### WHAT TO PRODUCE
Repeat the material verbatim and drop the pictures.

### Saved entries
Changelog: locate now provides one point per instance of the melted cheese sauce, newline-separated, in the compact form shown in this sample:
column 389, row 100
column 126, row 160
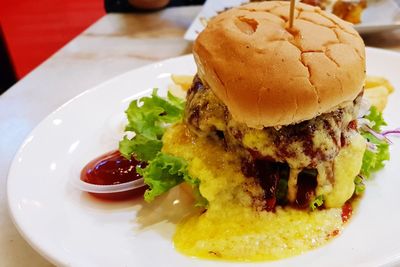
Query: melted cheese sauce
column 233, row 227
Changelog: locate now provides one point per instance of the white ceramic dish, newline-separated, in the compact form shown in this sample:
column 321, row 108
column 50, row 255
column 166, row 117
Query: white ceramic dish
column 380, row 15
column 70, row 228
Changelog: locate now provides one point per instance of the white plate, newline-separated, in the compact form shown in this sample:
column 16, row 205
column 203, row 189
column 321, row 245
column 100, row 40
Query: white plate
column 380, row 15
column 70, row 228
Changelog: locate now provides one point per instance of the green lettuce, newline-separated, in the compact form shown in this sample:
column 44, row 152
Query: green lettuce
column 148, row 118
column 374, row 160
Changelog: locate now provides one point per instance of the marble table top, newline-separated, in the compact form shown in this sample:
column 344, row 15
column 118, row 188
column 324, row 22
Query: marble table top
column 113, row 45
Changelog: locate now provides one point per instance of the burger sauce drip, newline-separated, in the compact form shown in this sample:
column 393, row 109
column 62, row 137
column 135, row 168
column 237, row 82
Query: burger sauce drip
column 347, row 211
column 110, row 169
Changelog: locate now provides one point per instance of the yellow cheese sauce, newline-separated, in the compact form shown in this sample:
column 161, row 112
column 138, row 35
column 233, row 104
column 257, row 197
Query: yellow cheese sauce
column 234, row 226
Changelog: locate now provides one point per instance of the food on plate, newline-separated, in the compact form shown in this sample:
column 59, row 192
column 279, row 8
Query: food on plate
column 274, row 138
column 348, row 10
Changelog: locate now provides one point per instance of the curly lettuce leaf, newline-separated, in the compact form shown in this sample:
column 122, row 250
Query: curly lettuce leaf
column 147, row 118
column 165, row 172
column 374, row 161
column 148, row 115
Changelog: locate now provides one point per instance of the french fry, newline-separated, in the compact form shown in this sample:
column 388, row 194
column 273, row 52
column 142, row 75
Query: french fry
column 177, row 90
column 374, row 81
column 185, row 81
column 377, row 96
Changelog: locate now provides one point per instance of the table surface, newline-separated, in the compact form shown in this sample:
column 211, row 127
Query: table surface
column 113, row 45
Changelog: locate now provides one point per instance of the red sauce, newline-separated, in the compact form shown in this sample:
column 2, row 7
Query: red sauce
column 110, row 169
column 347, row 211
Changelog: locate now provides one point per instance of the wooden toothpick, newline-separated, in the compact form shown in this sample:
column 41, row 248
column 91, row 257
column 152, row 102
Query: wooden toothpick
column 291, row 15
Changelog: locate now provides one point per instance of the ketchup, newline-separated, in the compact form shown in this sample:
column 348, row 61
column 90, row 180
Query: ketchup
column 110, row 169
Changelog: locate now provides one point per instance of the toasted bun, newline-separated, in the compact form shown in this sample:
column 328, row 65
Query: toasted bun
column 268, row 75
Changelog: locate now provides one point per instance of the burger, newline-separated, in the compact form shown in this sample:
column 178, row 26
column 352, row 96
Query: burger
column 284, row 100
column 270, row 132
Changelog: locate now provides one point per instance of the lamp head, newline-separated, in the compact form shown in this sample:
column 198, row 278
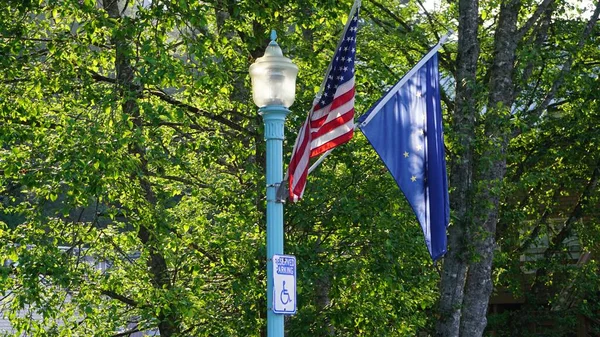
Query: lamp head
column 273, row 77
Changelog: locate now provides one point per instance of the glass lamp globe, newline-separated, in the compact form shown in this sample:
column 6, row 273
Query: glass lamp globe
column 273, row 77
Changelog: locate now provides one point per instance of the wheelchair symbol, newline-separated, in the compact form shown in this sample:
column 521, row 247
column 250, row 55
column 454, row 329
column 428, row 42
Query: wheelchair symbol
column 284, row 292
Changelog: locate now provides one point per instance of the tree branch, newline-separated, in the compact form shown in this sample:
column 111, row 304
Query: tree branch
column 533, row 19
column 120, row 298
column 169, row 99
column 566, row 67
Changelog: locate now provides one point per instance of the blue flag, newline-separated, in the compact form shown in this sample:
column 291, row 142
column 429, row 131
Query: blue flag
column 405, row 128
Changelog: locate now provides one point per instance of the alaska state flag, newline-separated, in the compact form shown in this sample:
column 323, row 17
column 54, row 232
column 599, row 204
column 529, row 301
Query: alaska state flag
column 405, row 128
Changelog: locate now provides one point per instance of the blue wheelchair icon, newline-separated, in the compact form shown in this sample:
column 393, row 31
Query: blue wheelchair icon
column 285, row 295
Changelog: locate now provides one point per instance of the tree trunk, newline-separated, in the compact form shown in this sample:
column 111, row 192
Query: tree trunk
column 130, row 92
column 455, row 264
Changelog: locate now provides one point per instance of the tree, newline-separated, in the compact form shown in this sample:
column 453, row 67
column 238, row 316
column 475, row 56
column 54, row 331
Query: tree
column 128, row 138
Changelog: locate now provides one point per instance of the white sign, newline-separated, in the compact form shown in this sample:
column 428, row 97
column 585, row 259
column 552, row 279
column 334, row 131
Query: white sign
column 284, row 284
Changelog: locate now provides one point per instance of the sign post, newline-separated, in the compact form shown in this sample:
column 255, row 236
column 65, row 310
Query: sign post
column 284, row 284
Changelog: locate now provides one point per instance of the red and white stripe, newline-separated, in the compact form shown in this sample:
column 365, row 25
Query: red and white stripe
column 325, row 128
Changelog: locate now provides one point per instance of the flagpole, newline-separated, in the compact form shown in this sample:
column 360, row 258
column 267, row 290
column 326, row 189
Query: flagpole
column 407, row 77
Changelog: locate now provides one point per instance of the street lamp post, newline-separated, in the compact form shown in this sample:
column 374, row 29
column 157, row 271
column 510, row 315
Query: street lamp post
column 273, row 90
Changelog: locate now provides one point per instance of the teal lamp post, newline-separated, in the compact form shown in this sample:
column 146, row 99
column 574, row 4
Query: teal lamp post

### EXERCISE SOLUTION
Changelog: locate now provides one point per instance of the melted cheese sauce, newline-separated, in the compact form shown in this sample:
column 389, row 100
column 126, row 160
Query: melted cheese sauce
column 233, row 227
Changelog: locate now provides one point per instance of the white ceramic dish, newline-separated, in the compact form shown in this sample:
column 321, row 108
column 50, row 255
column 166, row 117
Query: white ceramic dish
column 380, row 15
column 70, row 228
Changelog: locate now provides one point per instance of the white plate, newline-separated, in the compact form shown in this sample:
column 16, row 205
column 203, row 189
column 321, row 245
column 100, row 40
Query: white plate
column 380, row 15
column 70, row 228
Changelog: locate now provides one point per instance of the green lettuce, newline-separated, in the compact form shown in this sample:
column 44, row 152
Query: green lettuce
column 148, row 118
column 374, row 160
Changelog: locate now provides one point per instance of the marble table top, newline-separated, in the compact form shown in this sample:
column 344, row 15
column 118, row 188
column 324, row 22
Query: marble table top
column 113, row 45
Changelog: locate now provides one point per instance of the burger sauce drip, newline-separated, in the compact form shown in this sample:
column 393, row 109
column 62, row 137
column 135, row 168
column 237, row 82
Query: burger sauce drip
column 347, row 211
column 110, row 169
Changelog: locate now provides one point per instance of the yellow cheese sauce, newline-separated, in the compact form shown in this sample:
column 161, row 112
column 138, row 35
column 233, row 104
column 257, row 197
Query: yellow cheese sauce
column 234, row 226
Changelog: locate now provides one point per instance of the food on plate, newline-separated, in the compact form shown in this sample:
column 59, row 192
column 279, row 8
Query: food on plate
column 274, row 138
column 348, row 10
Changelog: locate now provides one point per instance of the curly lettuce leaf, newline-separated, in the compact form shown in this sample:
column 122, row 250
Query: curly lettuce leaf
column 147, row 118
column 165, row 172
column 374, row 161
column 148, row 115
Changelog: locate now provides one point per instance of the french fry, newline-separated, in the compact form shown in this sample:
column 388, row 194
column 273, row 52
column 142, row 75
Query: french fry
column 177, row 90
column 374, row 81
column 185, row 81
column 377, row 96
Changelog: locate now provides one point per instance of the table surface, newline-separated, in the compact form shown in this sample:
column 211, row 127
Query: table surface
column 113, row 45
Changelog: locate now provides one point per instance of the red sauce, newline-separated, in the compact form shown in this sample:
column 2, row 7
Query: red sauce
column 110, row 169
column 347, row 211
Changelog: locate now provides one point per instance of the wooden toothpick, newline-separated, in the compact form shown in this sample:
column 41, row 248
column 91, row 257
column 152, row 102
Query: wooden toothpick
column 291, row 15
Changelog: locate now provides one point per instance of the ketchup, newline-separated, in the compact form shown in this sample:
column 348, row 61
column 90, row 180
Query: ketchup
column 110, row 169
Changelog: locate now provides one point per instance of the toasted bun, newline-separated, in the compact form shown in this sample:
column 328, row 65
Query: toasted bun
column 268, row 75
Changelog: locate now provides one point per instance of the burger, newline-separated, in the compact form shown in this sample:
column 178, row 26
column 352, row 96
Query: burger
column 284, row 100
column 270, row 132
Changelog: locate now provides one point per instance of the lamp head, newline-separated, in the compact form shown in this sample:
column 198, row 278
Query: lamp head
column 273, row 77
Changelog: locate now provides one point per instance of the glass lamp globe, newline-separated, in the compact form shown in this sample:
column 6, row 273
Query: glass lamp globe
column 273, row 77
Changelog: locate now provides one point per instance of the wheelchair symbol, newline-separated, in the compact form shown in this sample:
column 521, row 247
column 250, row 55
column 454, row 329
column 428, row 42
Query: wheelchair symbol
column 284, row 292
Changelog: locate now provides one point per instance of the tree branch, newline-separated, in the compact form shown in this sample:
column 111, row 304
Query: tree branch
column 533, row 19
column 120, row 298
column 169, row 99
column 566, row 67
Changelog: locate now provides one point per instance of the blue flag, newline-separated, in the compact form shown in this sample:
column 291, row 142
column 429, row 131
Query: blue flag
column 405, row 128
Changelog: locate now provides one point per instance of the alaska state flag, newline-separated, in the compact form shown in this sample:
column 323, row 17
column 54, row 232
column 599, row 204
column 529, row 301
Query: alaska state flag
column 405, row 128
Changelog: locate now provides one point per instance of the blue wheelchair icon, newline-separated, in the compact form shown in this sample:
column 393, row 31
Query: blue wheelchair icon
column 285, row 295
Changelog: locate now provides one point per instance of the tree trunk, newline-separated, in the compact form shown in this sample:
column 111, row 192
Query: tree trunk
column 130, row 92
column 455, row 264
Changelog: locate now provides one point per instance of the tree, newline-separated, in the compact form shown in this sample:
column 453, row 67
column 238, row 316
column 475, row 56
column 54, row 331
Query: tree
column 128, row 138
Changelog: locate now provides one point per instance of the white sign, newline-separated, in the compact form shown in this sample:
column 428, row 97
column 585, row 259
column 552, row 279
column 334, row 131
Query: white sign
column 284, row 284
Changelog: locate now provides one point per instance of the sign post, newline-separated, in the compact form shown in this sample:
column 255, row 236
column 65, row 310
Query: sign post
column 284, row 284
Changelog: locate now provides one point per instance of the red and white stripe, newline-separated, in the compact form shown in this sample:
column 365, row 25
Query: red and white stripe
column 325, row 128
Changelog: locate now provides one point per instance of the flagpole, newline-separated, in the compact form shown in this sample:
column 360, row 258
column 267, row 290
column 326, row 189
Query: flagpole
column 407, row 77
Changelog: locate now provides one point per instance of the street lamp post, newline-separated, in the compact form shown in this sample:
column 374, row 29
column 157, row 271
column 510, row 315
Query: street lamp post
column 273, row 90
Changelog: locate now provides one point per instance of the teal lamp post, newline-separated, in the compact form shown in this sample:
column 146, row 99
column 574, row 4
Query: teal lamp post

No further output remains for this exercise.